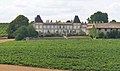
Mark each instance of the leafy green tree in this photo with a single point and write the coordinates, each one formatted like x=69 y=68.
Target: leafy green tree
x=19 y=21
x=21 y=33
x=113 y=21
x=98 y=17
x=101 y=34
x=113 y=34
x=93 y=32
x=32 y=32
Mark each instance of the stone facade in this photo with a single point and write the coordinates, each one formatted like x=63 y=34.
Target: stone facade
x=57 y=28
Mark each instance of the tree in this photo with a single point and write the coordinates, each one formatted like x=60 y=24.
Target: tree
x=98 y=17
x=93 y=32
x=101 y=34
x=16 y=23
x=31 y=31
x=113 y=21
x=21 y=33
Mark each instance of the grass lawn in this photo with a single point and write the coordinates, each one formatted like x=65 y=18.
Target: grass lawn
x=81 y=55
x=3 y=29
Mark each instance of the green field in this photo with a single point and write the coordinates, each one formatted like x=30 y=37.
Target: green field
x=81 y=55
x=3 y=29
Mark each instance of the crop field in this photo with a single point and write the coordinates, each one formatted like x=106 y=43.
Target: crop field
x=78 y=55
x=3 y=29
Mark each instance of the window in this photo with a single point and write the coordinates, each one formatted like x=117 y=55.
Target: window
x=67 y=27
x=40 y=26
x=99 y=29
x=105 y=29
x=36 y=26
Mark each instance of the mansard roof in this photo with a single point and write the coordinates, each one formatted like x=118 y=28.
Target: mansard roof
x=107 y=25
x=38 y=19
x=76 y=19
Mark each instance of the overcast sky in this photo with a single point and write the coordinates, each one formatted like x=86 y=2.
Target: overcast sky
x=57 y=9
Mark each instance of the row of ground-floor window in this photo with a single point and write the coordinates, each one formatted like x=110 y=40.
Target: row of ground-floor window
x=58 y=32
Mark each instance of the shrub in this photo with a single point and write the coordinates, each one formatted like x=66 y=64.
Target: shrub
x=21 y=33
x=101 y=34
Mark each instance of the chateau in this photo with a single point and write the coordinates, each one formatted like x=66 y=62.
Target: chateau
x=58 y=27
x=73 y=27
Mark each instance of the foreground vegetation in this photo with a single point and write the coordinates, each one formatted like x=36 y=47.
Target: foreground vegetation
x=81 y=55
x=3 y=29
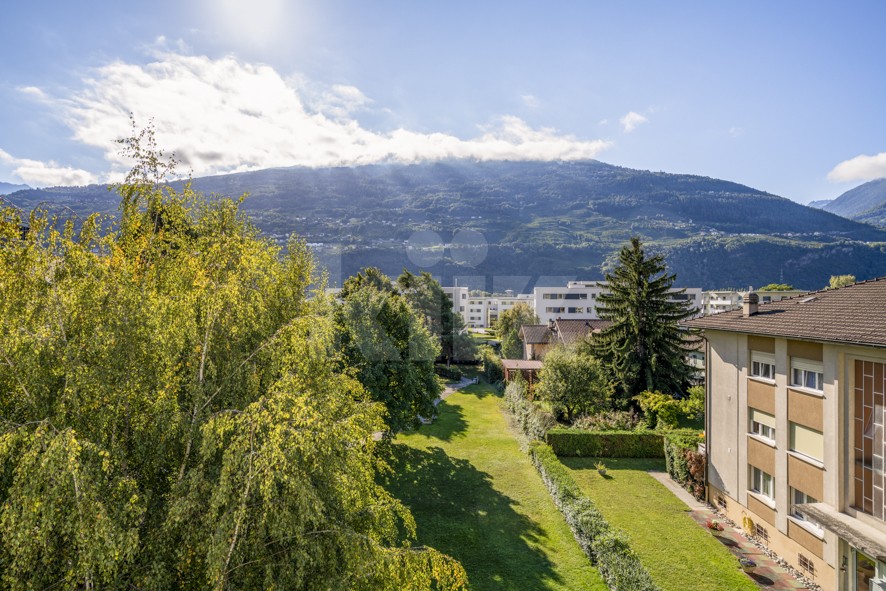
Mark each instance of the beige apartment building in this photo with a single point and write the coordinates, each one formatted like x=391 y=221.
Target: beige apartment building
x=795 y=429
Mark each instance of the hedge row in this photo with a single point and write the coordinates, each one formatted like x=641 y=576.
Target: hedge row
x=683 y=461
x=532 y=420
x=604 y=545
x=606 y=444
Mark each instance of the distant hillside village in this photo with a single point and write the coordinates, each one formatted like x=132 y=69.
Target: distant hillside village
x=576 y=301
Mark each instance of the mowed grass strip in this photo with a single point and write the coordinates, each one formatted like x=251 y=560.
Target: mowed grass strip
x=476 y=496
x=680 y=555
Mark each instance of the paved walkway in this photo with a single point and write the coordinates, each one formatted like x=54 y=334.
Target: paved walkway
x=768 y=575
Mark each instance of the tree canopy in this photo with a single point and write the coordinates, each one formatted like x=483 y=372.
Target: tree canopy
x=383 y=339
x=841 y=281
x=434 y=307
x=643 y=348
x=776 y=287
x=174 y=413
x=573 y=382
x=508 y=329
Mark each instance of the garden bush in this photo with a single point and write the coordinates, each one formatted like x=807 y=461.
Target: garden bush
x=606 y=444
x=492 y=369
x=449 y=373
x=607 y=547
x=684 y=463
x=534 y=421
x=613 y=420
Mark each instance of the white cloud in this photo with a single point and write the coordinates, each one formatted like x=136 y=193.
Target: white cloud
x=226 y=116
x=630 y=121
x=46 y=174
x=860 y=168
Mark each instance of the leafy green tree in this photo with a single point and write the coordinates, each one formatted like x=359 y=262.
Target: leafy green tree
x=492 y=368
x=841 y=281
x=573 y=383
x=508 y=329
x=384 y=340
x=643 y=348
x=434 y=307
x=174 y=414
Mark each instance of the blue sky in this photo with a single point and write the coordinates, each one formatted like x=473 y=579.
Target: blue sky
x=786 y=97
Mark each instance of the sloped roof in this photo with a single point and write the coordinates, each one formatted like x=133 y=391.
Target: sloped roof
x=521 y=364
x=536 y=334
x=855 y=314
x=573 y=331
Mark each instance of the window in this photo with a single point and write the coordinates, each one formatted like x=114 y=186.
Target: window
x=762 y=483
x=806 y=564
x=806 y=374
x=762 y=424
x=798 y=497
x=763 y=365
x=806 y=441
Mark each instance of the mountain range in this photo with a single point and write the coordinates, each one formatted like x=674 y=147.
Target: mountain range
x=865 y=203
x=7 y=188
x=510 y=225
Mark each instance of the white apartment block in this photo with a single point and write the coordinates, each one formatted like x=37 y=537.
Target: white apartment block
x=726 y=300
x=578 y=300
x=575 y=301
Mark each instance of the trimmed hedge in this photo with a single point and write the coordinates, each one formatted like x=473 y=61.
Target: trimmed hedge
x=606 y=444
x=532 y=420
x=448 y=373
x=682 y=460
x=607 y=547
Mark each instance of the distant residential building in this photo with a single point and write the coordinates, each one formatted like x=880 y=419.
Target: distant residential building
x=575 y=301
x=539 y=338
x=726 y=300
x=578 y=300
x=796 y=429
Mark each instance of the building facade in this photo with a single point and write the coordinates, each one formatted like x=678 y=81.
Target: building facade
x=795 y=429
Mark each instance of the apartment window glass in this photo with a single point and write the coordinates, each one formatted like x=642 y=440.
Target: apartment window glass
x=806 y=374
x=762 y=424
x=763 y=365
x=762 y=483
x=798 y=497
x=806 y=441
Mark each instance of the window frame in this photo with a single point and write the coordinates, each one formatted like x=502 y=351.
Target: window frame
x=758 y=361
x=758 y=487
x=761 y=433
x=807 y=367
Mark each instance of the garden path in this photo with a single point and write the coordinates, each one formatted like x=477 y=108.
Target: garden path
x=769 y=574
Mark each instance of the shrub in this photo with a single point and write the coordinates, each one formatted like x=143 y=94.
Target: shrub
x=532 y=420
x=450 y=373
x=683 y=461
x=492 y=369
x=605 y=546
x=606 y=444
x=613 y=420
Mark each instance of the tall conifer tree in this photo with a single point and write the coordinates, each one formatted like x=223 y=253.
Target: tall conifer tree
x=643 y=349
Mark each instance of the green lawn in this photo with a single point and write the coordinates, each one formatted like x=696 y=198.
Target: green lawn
x=476 y=496
x=680 y=555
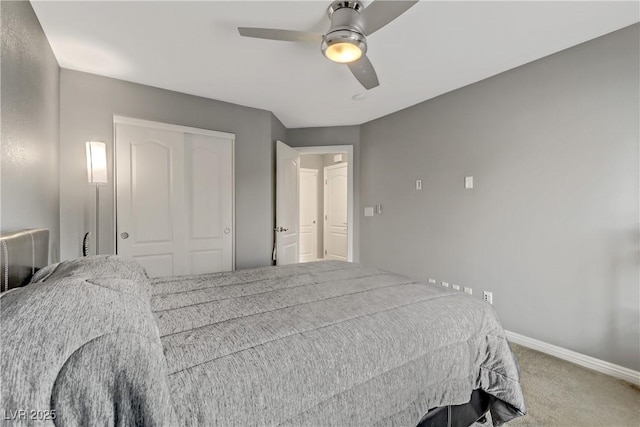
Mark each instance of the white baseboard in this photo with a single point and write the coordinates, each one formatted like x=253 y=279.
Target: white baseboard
x=579 y=359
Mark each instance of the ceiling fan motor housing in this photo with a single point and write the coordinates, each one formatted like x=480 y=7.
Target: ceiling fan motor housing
x=346 y=25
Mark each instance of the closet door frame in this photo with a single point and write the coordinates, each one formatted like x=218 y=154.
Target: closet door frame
x=122 y=120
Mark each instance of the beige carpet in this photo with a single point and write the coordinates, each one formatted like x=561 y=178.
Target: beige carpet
x=559 y=393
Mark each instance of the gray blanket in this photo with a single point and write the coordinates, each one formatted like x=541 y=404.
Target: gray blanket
x=327 y=343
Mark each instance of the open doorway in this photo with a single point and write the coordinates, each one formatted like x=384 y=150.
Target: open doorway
x=324 y=206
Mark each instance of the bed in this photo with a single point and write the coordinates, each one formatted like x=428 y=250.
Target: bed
x=94 y=341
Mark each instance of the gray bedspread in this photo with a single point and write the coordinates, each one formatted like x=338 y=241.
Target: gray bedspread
x=327 y=343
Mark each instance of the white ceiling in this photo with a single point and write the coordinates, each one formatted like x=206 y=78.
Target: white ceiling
x=435 y=47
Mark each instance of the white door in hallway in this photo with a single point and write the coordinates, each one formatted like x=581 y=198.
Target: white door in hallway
x=308 y=215
x=335 y=210
x=287 y=204
x=174 y=199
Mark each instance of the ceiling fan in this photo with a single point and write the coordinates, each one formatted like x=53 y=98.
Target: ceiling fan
x=346 y=41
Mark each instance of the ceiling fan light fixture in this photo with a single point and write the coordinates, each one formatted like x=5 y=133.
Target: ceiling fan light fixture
x=344 y=46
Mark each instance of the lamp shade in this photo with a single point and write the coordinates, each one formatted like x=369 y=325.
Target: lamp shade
x=97 y=162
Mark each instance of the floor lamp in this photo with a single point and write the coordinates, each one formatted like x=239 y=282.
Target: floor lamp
x=97 y=174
§ §
▶ Task
Among the entries above, find the line with "Target: row of ground-floor window" and the line with "Mark each instance of the chateau"; give again exactly these two lines and all lines between them.

▶ Result
Target: row of ground-floor window
x=58 y=32
Mark each instance of the shrub in this photo with a single point and write the coordinates, each one formatted like x=66 y=64.
Target: shrub
x=21 y=33
x=101 y=34
Mark each instance of the chateau in this photo with a single point and write the coordinates, each one formatted like x=66 y=62.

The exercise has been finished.